**Task goal**
Pull out each line of the data below that contains the string "fingernail". Case counts.

— Begin Source records —

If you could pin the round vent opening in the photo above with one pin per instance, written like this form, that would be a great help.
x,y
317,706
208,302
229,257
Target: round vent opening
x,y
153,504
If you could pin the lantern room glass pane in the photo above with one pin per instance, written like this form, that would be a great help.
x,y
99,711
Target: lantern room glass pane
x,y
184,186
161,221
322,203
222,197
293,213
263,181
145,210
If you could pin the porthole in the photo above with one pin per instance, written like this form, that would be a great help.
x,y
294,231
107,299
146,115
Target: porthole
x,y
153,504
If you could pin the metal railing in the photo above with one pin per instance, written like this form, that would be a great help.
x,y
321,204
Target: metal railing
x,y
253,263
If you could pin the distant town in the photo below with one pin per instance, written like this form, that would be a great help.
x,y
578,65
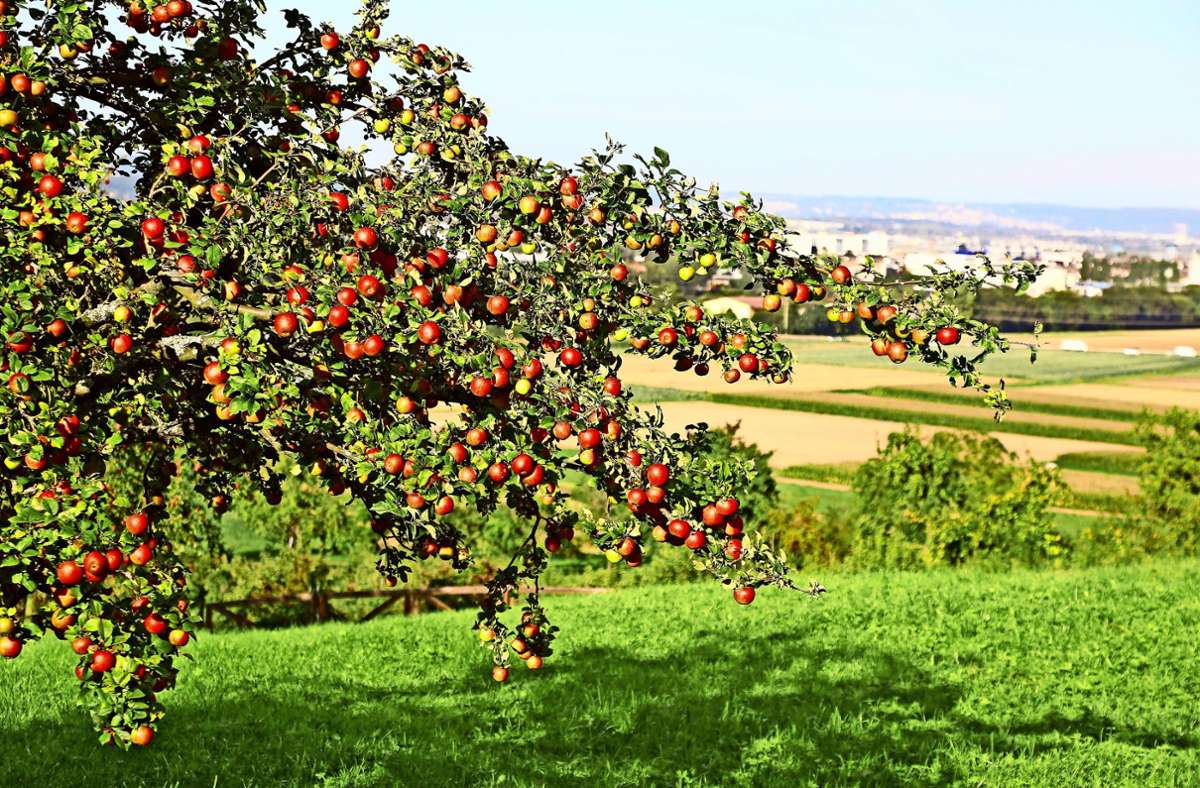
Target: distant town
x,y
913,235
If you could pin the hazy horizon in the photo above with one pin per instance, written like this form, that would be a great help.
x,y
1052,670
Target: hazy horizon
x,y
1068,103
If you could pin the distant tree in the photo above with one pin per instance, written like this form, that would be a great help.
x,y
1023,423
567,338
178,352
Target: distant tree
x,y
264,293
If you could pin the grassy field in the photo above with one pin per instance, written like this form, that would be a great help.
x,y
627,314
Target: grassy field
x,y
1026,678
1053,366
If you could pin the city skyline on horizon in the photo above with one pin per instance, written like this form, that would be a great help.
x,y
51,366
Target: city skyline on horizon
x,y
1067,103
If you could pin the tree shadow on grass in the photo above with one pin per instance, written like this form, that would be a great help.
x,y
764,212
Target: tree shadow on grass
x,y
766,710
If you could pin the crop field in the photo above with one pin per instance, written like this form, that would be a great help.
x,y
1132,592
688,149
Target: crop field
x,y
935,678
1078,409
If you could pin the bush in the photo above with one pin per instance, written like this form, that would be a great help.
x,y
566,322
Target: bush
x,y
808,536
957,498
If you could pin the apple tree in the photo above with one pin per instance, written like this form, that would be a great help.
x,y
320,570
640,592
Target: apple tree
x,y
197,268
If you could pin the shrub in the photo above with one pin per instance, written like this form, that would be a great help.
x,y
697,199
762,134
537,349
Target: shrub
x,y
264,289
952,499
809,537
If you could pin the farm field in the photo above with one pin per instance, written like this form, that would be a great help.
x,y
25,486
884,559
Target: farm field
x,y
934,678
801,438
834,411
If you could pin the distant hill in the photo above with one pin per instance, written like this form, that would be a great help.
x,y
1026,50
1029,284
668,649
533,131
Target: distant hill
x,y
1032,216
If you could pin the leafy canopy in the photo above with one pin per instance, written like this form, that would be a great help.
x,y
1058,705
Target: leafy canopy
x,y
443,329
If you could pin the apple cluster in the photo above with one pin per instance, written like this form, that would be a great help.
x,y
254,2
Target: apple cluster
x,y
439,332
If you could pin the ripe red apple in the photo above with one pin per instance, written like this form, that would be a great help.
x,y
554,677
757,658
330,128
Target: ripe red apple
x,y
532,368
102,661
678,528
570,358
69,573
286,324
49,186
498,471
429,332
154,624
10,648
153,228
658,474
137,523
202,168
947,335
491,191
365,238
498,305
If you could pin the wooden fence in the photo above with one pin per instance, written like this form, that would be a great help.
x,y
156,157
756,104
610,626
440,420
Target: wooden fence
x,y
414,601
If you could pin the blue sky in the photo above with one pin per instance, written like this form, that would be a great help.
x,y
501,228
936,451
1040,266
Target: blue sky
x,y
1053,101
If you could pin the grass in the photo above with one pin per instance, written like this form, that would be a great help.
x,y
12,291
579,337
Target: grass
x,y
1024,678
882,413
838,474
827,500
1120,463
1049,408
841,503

— End Source records —
— Begin Source records —

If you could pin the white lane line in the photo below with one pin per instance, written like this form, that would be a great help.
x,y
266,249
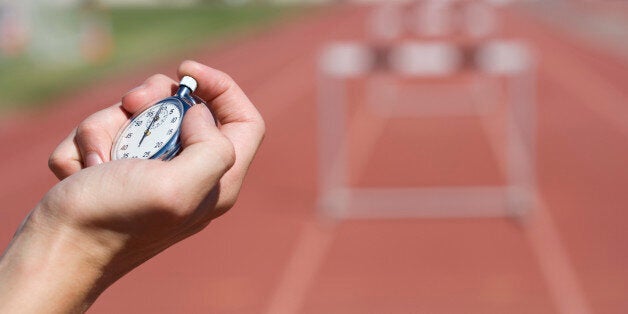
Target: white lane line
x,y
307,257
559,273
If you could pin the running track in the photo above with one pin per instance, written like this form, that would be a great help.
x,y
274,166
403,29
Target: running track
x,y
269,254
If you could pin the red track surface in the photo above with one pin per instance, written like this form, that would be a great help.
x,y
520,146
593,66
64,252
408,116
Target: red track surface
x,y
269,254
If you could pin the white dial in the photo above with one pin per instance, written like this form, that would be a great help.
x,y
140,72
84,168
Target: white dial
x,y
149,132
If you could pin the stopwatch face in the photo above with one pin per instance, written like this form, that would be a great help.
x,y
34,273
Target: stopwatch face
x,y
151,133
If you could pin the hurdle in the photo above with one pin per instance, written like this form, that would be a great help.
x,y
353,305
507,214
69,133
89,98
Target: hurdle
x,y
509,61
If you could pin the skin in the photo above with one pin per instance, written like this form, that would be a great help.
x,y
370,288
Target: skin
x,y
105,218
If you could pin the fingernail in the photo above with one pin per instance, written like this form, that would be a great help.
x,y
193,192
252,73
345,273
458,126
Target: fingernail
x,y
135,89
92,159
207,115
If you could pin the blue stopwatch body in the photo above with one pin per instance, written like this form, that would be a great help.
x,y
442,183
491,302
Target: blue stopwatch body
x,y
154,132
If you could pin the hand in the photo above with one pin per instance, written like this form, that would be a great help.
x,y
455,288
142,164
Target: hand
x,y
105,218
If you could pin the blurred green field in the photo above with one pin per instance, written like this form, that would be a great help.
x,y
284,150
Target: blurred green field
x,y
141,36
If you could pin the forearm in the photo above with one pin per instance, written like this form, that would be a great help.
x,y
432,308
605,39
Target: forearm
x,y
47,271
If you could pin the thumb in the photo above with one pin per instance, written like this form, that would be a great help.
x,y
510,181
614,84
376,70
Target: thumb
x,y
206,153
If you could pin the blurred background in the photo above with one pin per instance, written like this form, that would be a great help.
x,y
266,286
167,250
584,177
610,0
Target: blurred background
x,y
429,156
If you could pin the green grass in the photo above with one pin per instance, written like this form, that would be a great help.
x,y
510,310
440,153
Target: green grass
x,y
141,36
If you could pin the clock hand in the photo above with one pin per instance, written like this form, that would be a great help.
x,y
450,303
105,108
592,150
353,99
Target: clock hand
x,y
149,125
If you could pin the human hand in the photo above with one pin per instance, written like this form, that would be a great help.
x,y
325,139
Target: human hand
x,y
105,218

— End Source records —

**Expected answer**
If you could pin the fingernail in the photo above with one pin per instance, written like this form, that would be a great help.
Target: fingernail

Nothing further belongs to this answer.